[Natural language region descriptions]

···

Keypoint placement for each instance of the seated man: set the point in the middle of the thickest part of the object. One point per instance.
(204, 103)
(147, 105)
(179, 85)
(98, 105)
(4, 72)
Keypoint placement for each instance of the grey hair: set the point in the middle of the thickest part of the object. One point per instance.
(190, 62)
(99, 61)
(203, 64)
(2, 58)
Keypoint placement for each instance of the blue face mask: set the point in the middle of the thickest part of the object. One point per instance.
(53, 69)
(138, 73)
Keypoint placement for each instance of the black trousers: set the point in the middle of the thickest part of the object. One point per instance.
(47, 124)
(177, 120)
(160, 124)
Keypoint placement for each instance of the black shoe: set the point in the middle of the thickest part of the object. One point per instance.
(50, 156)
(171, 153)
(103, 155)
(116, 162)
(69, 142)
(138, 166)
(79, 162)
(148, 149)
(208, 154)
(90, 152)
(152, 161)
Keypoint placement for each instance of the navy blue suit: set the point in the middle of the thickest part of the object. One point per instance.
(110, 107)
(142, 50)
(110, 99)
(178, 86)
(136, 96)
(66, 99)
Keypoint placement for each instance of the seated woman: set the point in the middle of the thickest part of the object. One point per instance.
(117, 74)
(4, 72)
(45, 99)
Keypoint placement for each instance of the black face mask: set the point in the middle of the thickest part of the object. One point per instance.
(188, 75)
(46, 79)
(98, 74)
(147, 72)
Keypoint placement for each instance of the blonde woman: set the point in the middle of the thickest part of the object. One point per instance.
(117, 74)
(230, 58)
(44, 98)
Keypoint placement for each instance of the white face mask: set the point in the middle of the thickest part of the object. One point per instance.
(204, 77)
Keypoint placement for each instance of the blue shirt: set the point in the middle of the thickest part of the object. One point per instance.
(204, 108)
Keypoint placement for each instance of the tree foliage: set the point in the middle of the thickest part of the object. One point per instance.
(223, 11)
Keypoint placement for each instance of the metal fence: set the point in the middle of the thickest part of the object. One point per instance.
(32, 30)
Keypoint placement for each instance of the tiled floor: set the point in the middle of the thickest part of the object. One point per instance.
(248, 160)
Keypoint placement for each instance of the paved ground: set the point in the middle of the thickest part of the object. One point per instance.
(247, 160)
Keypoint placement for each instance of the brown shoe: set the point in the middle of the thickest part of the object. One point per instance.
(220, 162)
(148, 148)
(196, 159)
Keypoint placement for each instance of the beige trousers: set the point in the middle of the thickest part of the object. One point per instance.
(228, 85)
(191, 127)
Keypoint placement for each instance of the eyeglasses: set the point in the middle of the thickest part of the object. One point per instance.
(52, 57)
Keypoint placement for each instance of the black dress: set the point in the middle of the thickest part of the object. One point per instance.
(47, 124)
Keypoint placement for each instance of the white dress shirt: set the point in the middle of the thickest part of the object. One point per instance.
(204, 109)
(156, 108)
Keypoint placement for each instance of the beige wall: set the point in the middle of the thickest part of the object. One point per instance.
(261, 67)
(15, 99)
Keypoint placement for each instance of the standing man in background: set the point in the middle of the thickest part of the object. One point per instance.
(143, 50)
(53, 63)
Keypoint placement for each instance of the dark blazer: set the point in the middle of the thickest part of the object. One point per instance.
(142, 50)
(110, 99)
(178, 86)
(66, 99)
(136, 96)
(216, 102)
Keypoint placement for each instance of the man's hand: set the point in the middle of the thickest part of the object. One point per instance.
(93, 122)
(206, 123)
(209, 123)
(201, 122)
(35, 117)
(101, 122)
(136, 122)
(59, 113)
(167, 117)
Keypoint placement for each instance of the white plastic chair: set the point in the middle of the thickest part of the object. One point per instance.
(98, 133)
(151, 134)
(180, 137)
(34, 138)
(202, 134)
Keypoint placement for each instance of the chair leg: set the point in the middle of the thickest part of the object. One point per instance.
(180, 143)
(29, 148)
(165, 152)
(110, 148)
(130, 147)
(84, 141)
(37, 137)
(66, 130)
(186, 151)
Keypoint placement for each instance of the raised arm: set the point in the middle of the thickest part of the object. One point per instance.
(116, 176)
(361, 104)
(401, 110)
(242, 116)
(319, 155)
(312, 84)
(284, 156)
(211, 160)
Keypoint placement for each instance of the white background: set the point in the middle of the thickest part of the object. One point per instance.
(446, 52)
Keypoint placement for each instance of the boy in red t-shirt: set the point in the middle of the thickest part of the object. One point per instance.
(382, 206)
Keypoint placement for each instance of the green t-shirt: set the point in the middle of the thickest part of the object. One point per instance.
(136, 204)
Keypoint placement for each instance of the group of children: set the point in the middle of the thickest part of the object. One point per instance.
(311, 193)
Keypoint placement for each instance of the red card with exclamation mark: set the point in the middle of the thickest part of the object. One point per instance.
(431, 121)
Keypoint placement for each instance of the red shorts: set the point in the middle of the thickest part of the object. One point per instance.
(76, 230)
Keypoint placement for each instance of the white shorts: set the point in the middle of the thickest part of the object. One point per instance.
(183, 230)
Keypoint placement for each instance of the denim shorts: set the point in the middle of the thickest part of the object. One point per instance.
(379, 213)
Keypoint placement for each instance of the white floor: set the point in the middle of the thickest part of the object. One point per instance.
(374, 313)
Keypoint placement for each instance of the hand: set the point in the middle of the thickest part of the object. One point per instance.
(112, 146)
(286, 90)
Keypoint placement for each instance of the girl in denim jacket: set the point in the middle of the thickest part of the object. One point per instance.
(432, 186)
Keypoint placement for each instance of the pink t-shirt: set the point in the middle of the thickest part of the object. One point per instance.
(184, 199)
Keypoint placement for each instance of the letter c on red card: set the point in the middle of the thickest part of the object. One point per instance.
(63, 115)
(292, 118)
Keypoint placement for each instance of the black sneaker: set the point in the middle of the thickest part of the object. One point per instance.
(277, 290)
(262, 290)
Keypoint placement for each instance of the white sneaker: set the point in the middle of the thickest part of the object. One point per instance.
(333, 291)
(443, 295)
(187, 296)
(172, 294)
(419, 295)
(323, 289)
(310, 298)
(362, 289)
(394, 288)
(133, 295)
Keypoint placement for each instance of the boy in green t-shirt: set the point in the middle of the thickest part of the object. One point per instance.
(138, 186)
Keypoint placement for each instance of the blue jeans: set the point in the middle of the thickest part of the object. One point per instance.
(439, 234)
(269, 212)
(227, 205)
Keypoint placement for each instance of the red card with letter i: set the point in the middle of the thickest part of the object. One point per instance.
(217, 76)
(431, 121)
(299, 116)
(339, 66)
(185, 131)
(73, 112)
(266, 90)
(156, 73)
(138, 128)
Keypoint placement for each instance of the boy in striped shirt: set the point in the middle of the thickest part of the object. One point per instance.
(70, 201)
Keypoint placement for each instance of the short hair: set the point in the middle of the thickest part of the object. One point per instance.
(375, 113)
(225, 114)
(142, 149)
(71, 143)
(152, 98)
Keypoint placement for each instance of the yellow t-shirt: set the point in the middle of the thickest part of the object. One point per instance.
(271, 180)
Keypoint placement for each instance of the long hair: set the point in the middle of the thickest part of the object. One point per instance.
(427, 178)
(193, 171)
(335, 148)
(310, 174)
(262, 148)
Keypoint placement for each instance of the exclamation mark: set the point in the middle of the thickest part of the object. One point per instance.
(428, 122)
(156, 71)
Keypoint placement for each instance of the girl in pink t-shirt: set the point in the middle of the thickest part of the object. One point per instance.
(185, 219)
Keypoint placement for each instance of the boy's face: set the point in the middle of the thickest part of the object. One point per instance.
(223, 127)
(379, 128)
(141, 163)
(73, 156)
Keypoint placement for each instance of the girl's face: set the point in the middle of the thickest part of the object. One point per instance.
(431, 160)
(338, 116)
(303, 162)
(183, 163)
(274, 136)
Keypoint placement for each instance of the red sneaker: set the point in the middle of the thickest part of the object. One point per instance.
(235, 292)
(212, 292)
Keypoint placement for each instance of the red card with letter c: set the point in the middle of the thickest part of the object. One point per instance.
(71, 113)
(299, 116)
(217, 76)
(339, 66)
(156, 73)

···

* **Your instructions**
Only the lines from the one that contains "Keypoint placement for each instance of the exclamation" to the end of the data should be output, exactly as they appear.

* **Your response**
Keypoint placement for each instance of the exclamation mark: set the point in the middle of the thickest part of the object. One point per instance.
(428, 122)
(156, 71)
Keypoint placement for each instance of the girl in pink t-shirt: set the point in the middle of the thickest part of the object. One point per instance.
(185, 219)
Keypoint placement for each instance of the boy's face: set the point in the middle of the thickest part of the object. One point per instance.
(223, 127)
(379, 128)
(141, 163)
(73, 156)
Keypoint placement for each instance of the girl's face: set the point in the middle of the thickest part of the object. One point per instance.
(431, 160)
(338, 116)
(303, 162)
(183, 163)
(274, 136)
Keypoint placement for each instance of the red sneaker: set the point in the middle of the thickest part of the object. One point per instance.
(235, 292)
(212, 292)
Keypoint placement for each instance of the red card with letter c: set the point in the middle of the thickest part of the object. One point per instance.
(71, 113)
(299, 116)
(217, 76)
(339, 66)
(156, 73)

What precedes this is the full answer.